**Directive a**
Arrange the lines of the records as a JSON list of strings, one string per line and with blank lines left out, starting at the line that contains "Expected: one point per instance of the man's right" and ending at the last line of the records. Give only those lines.

**Text excerpt**
Automatic categorization of the phrases elements is not trivial. Consider the coordination phrase “a phone, a job, and even into a school”, which is annotated in the PTB where the NPs “a phone” and “a job”, the ADVP “even” and the PP “into a school” are siblings. A human reader can easily deduce that the conjuncts are “a phone”, “a job” and “into a school”, while “even” is a connective. However, for an automatic analyzer, this structure is ambiguous: NPs can be conjoined with ADVPs as well as PPs, and a coordination phrase of the form NP NP CC ADVP PP has at least two possible interpretations: (1) Coord Coord CC Conn Coord (2) Coord Coord CC Coord Shared.

Inconsistency in shared elements and markers level

The PTB guidelines allows inconsistency in the case of shared ADVP pre-modifiers of VPs (e.g. “deliberately chewed and winked”). The pre-modifier may be annotated in the same level of the VP ((ADVP deliberately) (VP chewed and winked)) or inside it (VP (ADVP deliberately) chewed and winked)). In addition to this documented inconsistency, we also found markers that are inconsistently annotated in and outside the coordination phrase, such as respectively which is tagged as sibling to the conjuncts in (NP (NP Feb. 1 1990) (CC and) (NP May. 3 1990), (ADVP respectively)) and as sibling to the conjuncts parent in (VP (VBD were) (NP 7.37% and 7.42%), (ADVP respectively)).

Inconsistency in comparative quantity coordination

Quantity phrases with a second conjunct of more, less, so, two and up are inconsistently tagged. Consider the following sentences: “[50] [or] [so] projects are locked up”,

“Street estimates of [$ 1] [or so] are low”

. The coordination phrase is similar in both the sentences but is annotated differently.

Various errors

The PTB coordination structures include errors. Some are related to flat coordinations  [Hogan2007]. In addition, we found cases where a conjunct is not annotated as a complete phrase, but with two sequenced phrases. For instance, the conjuncts in the sentence “But less than two years later, the LDP started to crumble, and dissent rose to unprecedented heights” are “the LDP started to crumble” and “dissent rose to unprecedented heights”. In the PTB, this sentence is annotated where the first conjunct is splitted into two phrases: “[the LDP] [started to crumble], and [dissent rose to unprecedented heights]”.

**Exercise data**

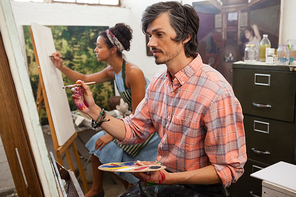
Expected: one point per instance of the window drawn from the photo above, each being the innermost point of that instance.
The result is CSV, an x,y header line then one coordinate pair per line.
x,y
101,2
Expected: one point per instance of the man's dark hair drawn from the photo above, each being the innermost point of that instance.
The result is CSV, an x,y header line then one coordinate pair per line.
x,y
183,18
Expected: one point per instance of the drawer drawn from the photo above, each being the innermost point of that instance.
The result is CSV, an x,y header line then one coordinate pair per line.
x,y
269,141
269,94
247,185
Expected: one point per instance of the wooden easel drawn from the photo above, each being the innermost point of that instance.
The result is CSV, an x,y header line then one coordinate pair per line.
x,y
59,149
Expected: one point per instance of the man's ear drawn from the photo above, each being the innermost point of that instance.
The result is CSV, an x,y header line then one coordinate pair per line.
x,y
187,39
113,50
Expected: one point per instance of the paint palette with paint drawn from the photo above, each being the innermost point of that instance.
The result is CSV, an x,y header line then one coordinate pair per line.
x,y
131,166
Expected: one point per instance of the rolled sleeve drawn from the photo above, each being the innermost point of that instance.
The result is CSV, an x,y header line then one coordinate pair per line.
x,y
225,140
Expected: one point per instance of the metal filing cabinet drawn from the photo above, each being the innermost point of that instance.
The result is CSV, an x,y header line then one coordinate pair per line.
x,y
267,95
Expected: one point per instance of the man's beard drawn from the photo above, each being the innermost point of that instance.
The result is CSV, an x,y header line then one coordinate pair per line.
x,y
167,57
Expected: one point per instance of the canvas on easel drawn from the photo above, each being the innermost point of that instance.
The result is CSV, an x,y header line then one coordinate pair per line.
x,y
54,96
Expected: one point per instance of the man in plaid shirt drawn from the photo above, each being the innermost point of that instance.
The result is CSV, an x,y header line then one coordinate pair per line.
x,y
190,105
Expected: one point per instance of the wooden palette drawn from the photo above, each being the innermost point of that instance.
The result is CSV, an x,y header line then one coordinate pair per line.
x,y
131,166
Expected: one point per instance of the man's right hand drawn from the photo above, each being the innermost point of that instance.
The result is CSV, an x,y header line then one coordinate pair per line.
x,y
103,141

**Directive b**
Pick up the text on coordination annotation in the Penn Treebank after its last sentence, and continue it.

**Exercise answer a**
[
  "Expected: one point per instance of the man's right hand drawn from the photo above, each being the innermost point of that instance.",
  "The result is CSV, an x,y header line then one coordinate pair per line.",
  "x,y",
  "103,141"
]

**Exercise answer b**
4 Extended Coordination Annotation

The PTB annotation of coordinations makes it difficult to identify phrases containing coordination and to distinguish the conjuncts from the other parts of a coordination phrase. In addition it contains various errors, inconsistencies and coordination phrases with no internal structure. We propose an improved representation which aims to solve these problems, while keeping the deviation from the original PTB trees to a minimum.

4.1 Explicit Function Marking

We add function labels to non-terminal symbols of nodes participating in coordination structures. The function labels are indicated by appending a -XXX suffix to the non-terminal symbol, where the XXX mark the function of the node. Phrases containing a coordination are marked with a CCP label. Nodes directly dominated by a CCP node are assigned one of the following labels according to their function: CC for coordinators, COORD for conjuncts, MARK for markers555both, either, between, first, neither, not, not only, respectively and together, CONN for connectives and parentheticals, and SHARED for shared modifiers/arguments. For shared elements, we deal only with those that are inside the coordination phrase. We do not assign function labels to punctuation symbols and empty elements. For example, our annotation for the sentence “…he observed among his fellow students and, more important, among his officers and instructors …” is:

Table 1 summarizes the number of labels for each type in the enhanced version of the Penn Treebank.

Function label #
CC 24,572
CCP 24,450
COORD 52,512
SHARED 3372
CONN 526
MARK 522
Table 1: The number of labels that were added to the Penn Treebank by type.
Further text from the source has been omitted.